> Text:
━━━━━━
Glad you got it sorted out though!


----------



## habs_chick

I agree on the petition, I'd sign it  ! I haven't had to travel with Bobo on a plane yet, but I would NOT feel comfortable putting him in cargo. I would definitely want to have him in a pet carrier in the cabin with me.


----------



## Hedgehog Grove

Both WestJet and Air Canada allow hedgehogs to fly as pet cargo.


----------



## Galvon

^ Westjet does, but as I said earlier, Air Canada recently changed their policy  Here's a screenshot I took of their website:

[attachment=0:2o2dhdki]Screen shot 2011-04-03 at 11.01.35 AM.png[/attachment:2o2dhdki]

If anyone wants to check it for themselves, it's at aircanada.ca and then if you click information and services there's a heading that says 'pets'


----------



## nikki

Air Canada doesn't allow them to be checked in with baggage anymore, now they have to be taken to the cargo area and shipped as live cargo, but they do still accept them as cargo only.


----------



## Heavenly Hedgehogs

I've shipped animals for years, if the destination is somewhere WestJet doesn't fly, usually AirCanada does. It's usually more expensive . As far as flying onboard with a passenger I've been told by both major airlines that passengers cannot fly with the pet other than the pet being in cargo. A couple of locations way up north that smaller plane outfits fly to will not allow animals on their planes at all. I don't think it makes sense, if you can fly a cat or dog with passengers, why not a small animal like a hedgehog. I know alot of people with cat or/and dog allergies. Some of the regulations need reviewing but I can't see it changing


----------



## leopardhedgehog

I don't live in Canada, but that rule is stupid. Don't get me wrong, I love dogs and cats, but here's why:
1. Noise. Cats and dogs (Especially dogs) can make a lot of noise, potentially bothering those around them. Hedgies don't make a lot of noise at all.
━━━━━━
> Data segment:

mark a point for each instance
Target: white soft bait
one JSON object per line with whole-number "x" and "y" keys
━━━━━━
> Tasks to carry out:
1. Please repeat the passage of the hedgehog air travel thread between "I agree on the" and "as pet cargo.", inclusive.
2. Carry on the hedgehog air travel thread from its last line.
The material plays no part in what comes next.

> Answers:
1.
I agree on the petition, I'd sign it  ! I haven't had to travel with Bobo on a plane yet, but I would NOT feel comfortable putting him in cargo. I would definitely want to have him in a pet carrier in the cabin with me.


----------



## Hedgehog Grove

Both WestJet and Air Canada allow hedgehogs to fly as pet cargo.

2.
2. Allergies. As Nancy mentioned, many people are allergic to cats or dogs. Someone I know gets bothered just being in the same HOUSE as a cat, even for a little while.
3. Mess. I don't think dogs in particular would really be able to properly "relieve themselves" while on the flight or might throw up, making a stinky mess. (My dogs have very sensitive stomachs). Yes, it's true hedgies can do that too, but they are much smaller animals and so, much smaller mess.


----------



## Hedgehog Grove

Galvon said:


> ^ Westjet does, but as I said earlier, Air Canada recently changed their policy  Here's a screenshot I took of their website:
> 
> [attachment=0:1d5r4ujp]Screen shot 2011-04-03 at 11.01.35 AM.png[/attachment:1d5r4ujp]
> 
> If anyone wants to check it for themselves, it's at aircanada.ca and then if you click information and services there's a heading that says 'pets'


Air Canada has AC Live, this is for pets including hedgehogs. I know this since I recently called them to book some holidays to see family and I am wanting to take a couple of my hedgies with me to show them to family who has never since them before.

So as I mentioned before both West Jet and Air Canada do allow pets to fly as pet cargo. They are just not allowed in cabin.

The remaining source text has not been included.